Problem details: Render the stretch of the records below, from the line containing "of the belt" through the line containing "Target: belt", as a Markdown table with the columns Row and Text. Number each line and leave out blank lines.

Record list:
────────────────────────────────────────
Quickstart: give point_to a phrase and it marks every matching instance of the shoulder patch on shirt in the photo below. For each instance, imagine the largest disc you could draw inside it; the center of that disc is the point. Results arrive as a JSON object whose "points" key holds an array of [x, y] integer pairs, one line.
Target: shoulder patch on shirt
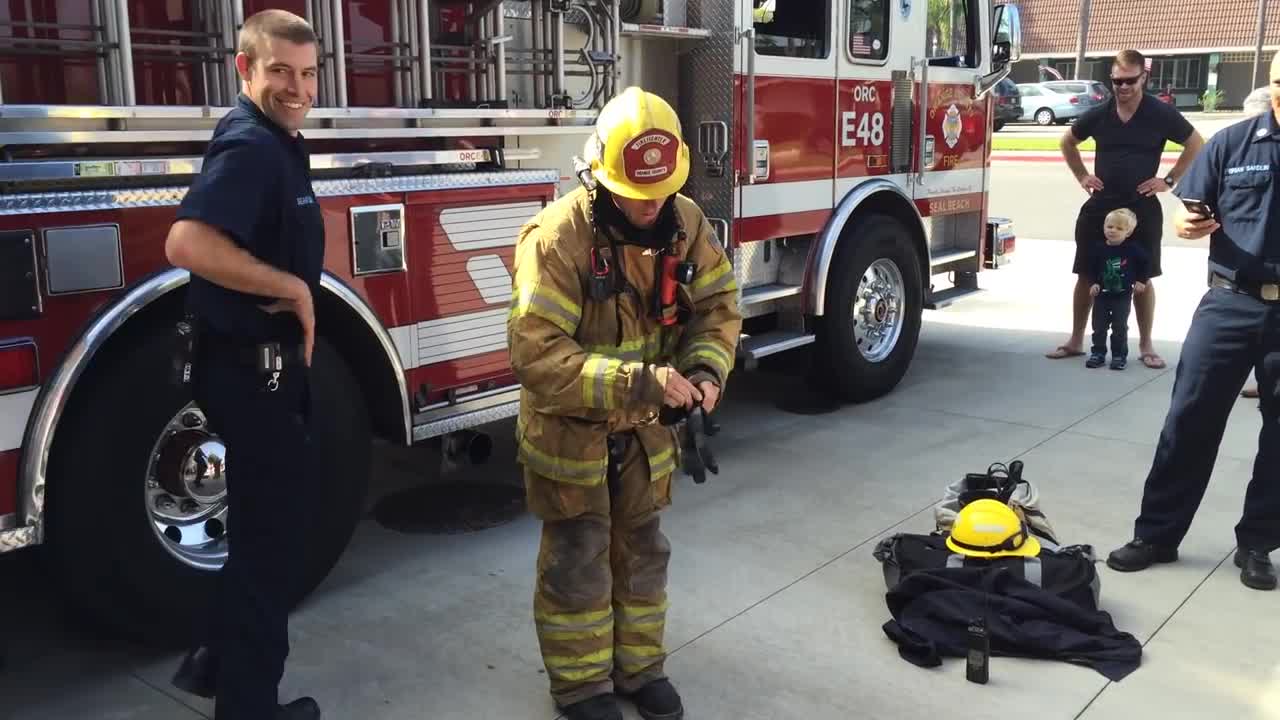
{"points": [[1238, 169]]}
────────────────────────────────────────
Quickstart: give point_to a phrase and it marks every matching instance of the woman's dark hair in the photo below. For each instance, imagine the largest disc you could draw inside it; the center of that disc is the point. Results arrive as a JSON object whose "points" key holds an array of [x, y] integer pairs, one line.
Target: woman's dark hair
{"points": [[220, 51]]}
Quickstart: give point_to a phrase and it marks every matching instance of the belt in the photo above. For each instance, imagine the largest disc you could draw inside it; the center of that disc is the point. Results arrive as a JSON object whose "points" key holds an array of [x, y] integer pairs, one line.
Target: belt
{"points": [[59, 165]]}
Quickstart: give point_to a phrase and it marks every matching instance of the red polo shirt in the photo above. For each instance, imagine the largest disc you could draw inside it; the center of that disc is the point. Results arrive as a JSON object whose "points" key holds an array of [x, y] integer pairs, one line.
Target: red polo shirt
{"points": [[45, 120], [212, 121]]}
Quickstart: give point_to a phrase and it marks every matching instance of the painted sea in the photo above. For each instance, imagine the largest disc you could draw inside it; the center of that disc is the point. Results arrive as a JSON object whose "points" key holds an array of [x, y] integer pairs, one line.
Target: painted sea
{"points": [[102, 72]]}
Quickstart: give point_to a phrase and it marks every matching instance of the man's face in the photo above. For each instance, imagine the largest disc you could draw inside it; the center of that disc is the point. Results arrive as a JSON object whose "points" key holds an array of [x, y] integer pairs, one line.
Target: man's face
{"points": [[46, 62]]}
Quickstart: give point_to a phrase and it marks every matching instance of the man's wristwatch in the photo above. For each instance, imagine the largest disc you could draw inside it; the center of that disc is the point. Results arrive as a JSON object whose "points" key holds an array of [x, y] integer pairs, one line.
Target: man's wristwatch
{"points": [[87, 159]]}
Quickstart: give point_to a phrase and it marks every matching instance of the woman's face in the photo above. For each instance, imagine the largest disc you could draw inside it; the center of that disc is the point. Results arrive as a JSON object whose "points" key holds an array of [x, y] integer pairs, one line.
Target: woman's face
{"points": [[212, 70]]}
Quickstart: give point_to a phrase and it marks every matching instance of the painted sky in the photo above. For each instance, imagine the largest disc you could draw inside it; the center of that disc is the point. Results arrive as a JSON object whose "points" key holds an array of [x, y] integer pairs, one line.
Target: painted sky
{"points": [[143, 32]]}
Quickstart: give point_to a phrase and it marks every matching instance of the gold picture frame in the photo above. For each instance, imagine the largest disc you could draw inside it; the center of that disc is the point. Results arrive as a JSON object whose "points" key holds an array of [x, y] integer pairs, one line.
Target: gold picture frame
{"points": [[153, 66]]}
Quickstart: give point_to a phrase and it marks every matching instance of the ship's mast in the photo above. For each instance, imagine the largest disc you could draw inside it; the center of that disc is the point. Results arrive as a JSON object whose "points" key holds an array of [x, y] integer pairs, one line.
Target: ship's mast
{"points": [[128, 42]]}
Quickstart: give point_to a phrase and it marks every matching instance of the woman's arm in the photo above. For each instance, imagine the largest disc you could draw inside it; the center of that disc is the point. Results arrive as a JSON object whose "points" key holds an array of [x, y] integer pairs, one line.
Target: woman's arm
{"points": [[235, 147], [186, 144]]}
────────────────────────────────────────
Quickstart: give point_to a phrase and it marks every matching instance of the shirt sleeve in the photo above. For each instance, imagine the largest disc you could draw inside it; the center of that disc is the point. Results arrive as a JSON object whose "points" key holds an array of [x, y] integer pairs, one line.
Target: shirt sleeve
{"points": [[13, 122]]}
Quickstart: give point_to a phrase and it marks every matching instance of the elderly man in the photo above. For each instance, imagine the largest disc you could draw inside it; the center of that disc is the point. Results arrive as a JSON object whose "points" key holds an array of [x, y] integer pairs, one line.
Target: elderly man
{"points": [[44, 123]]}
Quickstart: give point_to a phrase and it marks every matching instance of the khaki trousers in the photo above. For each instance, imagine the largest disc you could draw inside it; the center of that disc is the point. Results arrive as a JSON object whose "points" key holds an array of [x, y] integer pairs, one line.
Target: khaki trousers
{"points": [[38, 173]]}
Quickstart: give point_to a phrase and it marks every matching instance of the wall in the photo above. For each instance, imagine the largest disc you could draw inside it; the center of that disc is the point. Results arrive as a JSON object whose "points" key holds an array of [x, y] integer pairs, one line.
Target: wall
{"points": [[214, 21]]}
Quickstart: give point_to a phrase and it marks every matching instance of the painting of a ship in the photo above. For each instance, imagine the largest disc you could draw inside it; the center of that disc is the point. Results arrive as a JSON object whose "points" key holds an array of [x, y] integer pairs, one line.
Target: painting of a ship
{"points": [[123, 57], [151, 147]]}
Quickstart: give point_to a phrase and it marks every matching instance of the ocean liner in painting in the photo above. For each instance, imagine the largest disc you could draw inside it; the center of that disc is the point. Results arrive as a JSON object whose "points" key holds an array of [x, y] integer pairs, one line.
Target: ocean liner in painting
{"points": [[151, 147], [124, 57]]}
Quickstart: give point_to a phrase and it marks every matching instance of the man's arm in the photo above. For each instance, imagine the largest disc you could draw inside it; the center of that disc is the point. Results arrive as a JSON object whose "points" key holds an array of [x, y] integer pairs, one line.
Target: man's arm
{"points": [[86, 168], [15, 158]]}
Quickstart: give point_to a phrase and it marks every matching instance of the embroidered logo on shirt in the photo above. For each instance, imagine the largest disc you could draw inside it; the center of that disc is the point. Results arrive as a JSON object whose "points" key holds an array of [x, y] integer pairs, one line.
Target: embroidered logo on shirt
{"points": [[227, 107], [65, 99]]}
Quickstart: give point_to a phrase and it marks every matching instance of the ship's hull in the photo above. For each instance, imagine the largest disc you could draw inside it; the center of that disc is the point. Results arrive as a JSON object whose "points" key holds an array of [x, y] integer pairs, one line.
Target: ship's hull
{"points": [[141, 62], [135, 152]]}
────────────────────────────────────────
Result of this exercise:
| Row | Text |
|---|---|
| 1 | Quickstart: give point_to a phrase and it marks every matching instance of the belt in the photo above. For each instance, imagine the largest disc you could draw inside it; the center of that disc is the point. Results arrive as a JSON object whose "points" key holds an array of [x, y] integer pairs, one line. |
| 2 | Target: belt |